Questions »
- 1) In the passage about Irving's cooking career, could you rewrite the part that begins at "But then it" and stops after "exploring new ideas.", putting "cooking" in place of "culinary"?
- 2) How would the passage about Irving's cooking career go on after its last sentence? Write the continuation.

*** Text excerpt ***

Irving showed up at the back door of Restaurant Gordon Ramsay, Ramsay’s 3-starred London flagship eatery, and said, “Let me talk to the chef.” When Ramsay’s head chef came out Irving said, “Well, here I am, I’ve got my knives and my two-year visa and I’m ready to work.” He started the next day, under acclaimed chef Marcus Wareing, at Ramsay’s other Michelin-starred restaurant, Petrus.

Getting a job in Ramsay’s kitchen was easy; staying for two years of verbal and physical abuse was not. “It was incredibly tough. No word of a lie, it was like boot camp.”

Irving learned to take the intensified ass-kicking in stride; it was “all in the name of cooking good food.” He was part of the team that earned Petrus its second Michelin star, an exhilarating moment for the young chef and one that increased the heat in the kitchen to searing.

But Irving was determined to succeed. Just before he left Canada, Hawksworth had told him, “to be perfectly honest with you, I don’t think you’re going to be able to handle this.” “I guess I wanted to prove him wrong,” said Irving.

When Irving’s two-year visa ran out, he returned to Vancouver and went to see Hawksworth. The shift in Hawksworth’s attitude was momentous. “He just basically said, ‘Here’s the kitchen, start putting some specials together.’ It was an incredible honour.”

From that moment, Irving’s resume became a constellation of star turns: two years at West; two years as co-proprietor and chef of Pourhouse in Vancouver; a return to Europe as chef on a luxury yacht cruising the Mediterranean, a role as chef consultant for the Spanish royal family.

In 2011 he rejoined the Gordon Ramsay Group as executive group senior sous chef, where he oversaw the organization’s London kitchens, and acted as David and Victoria Beckham’s private chef.

But then it was time “to get out of the Ramsay shadow,” focus on his own culinary and working style, pass on what he has learned to younger, less experienced chefs, and keep exploring new ideas.

*** End of Text excerpt ***
*** Available data ***

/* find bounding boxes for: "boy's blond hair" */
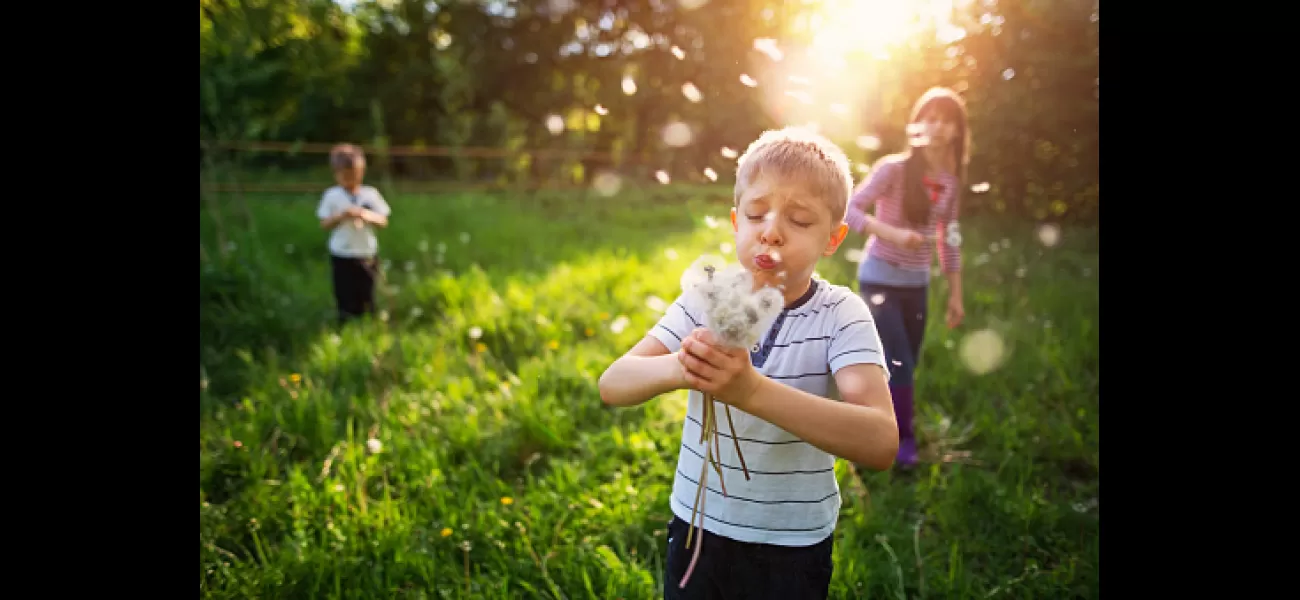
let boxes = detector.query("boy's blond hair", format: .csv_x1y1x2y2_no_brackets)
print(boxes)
329,144,365,170
735,127,853,223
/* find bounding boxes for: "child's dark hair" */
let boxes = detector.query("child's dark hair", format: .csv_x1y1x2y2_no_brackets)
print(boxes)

*** End of Available data ***

Responses »
- 1)
But then it was time “to get out of the Ramsay shadow,” focus on his own cooking and working style, pass on what he has learned to younger, less experienced chefs, and keep exploring new ideas.

- 2)
That’s where the Marriott gig comes in – a chance to shepherd District Grill and the other four restaurants under his command at the Bangkok Marriott Hotel to five-star excellence.

Now he’s looking south towards Sydney, Australia. Marriot is sending him there this month, on an exploration tour.

It’s a dream job: Marriot wants to develop a farm-to-table restaurant with a daily-changing menu in a location right next to the Sydney Opera House. You sense that Chris Irving’s resume is about to get a bit more dazzling.

For Irving, the cooking life “is always about the exploration and the adventure; learning about new things and possibilities and flavours and combinations and techniques. Seeing what’s coming out of the ground and what people are producing.”

So, what about the Yukon culinary scene? Irving is careful with his response. “People in the Yukon are – how should I put it – a bit behind in their food culture. It’s kind of a Boston Pizza/Earl’s kind of culture.”

But, he added, “I think it’s getting better.” The new restaurants opening up in the Yukon are a great step, as are events like the Frog Food Festival and the Yukon Culinary Festival, with “chefs coming in and showing people what they can do with tomatoes or blueberries,” food that’s “right underneath your nose. You don’t have to eat steak and potatoes every day,” he said. “There’s so much more.”

Irving grew up eating raspberries and wild strawberries at his family’s cabin on Marsh Lake. Eventually, he’d like to come back here, or somewhere in B.C., to set up a small B&B on a farm.

“My dream would be to make my own cheese, have my own pigs and cows and have a fully sustainable farm-style restaurant. Something small, maybe 15 seats.”

In the meantime, he was off to have supper with his mom at G&P, offering a couple of tips to home cooks as he went. “Taste everything. And don’t be afraid to experiment. That’s the beauty part of cooking: being able to freestyle.”

Michele Genest is the author of two books on northern cooking: the award-winning The Boreal Gourmet, and most recently, The Boreal Feast, released by Harbour Publishing on June 21. She lives in Whitehorse.